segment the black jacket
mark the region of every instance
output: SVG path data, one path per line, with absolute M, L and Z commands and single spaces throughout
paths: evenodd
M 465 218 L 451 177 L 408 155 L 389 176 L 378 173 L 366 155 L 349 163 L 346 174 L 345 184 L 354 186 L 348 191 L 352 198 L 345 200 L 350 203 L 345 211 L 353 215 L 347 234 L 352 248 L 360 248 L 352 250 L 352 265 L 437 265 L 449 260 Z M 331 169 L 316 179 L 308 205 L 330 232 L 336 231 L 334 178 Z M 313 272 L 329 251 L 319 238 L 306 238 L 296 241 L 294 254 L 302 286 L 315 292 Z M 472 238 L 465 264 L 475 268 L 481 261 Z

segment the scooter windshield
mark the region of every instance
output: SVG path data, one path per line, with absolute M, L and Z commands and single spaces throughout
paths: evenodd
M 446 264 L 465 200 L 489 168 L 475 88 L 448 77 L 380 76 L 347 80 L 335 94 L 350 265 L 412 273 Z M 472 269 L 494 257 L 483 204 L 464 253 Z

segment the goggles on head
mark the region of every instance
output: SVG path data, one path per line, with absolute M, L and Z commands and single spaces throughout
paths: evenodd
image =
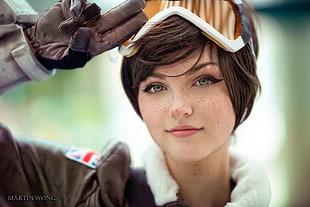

▶ [The task]: The lines to return are those in the records above that hold the word "segment".

▶ [Reply]:
segment the black jacket
segment the scooter windshield
segment the goggles on head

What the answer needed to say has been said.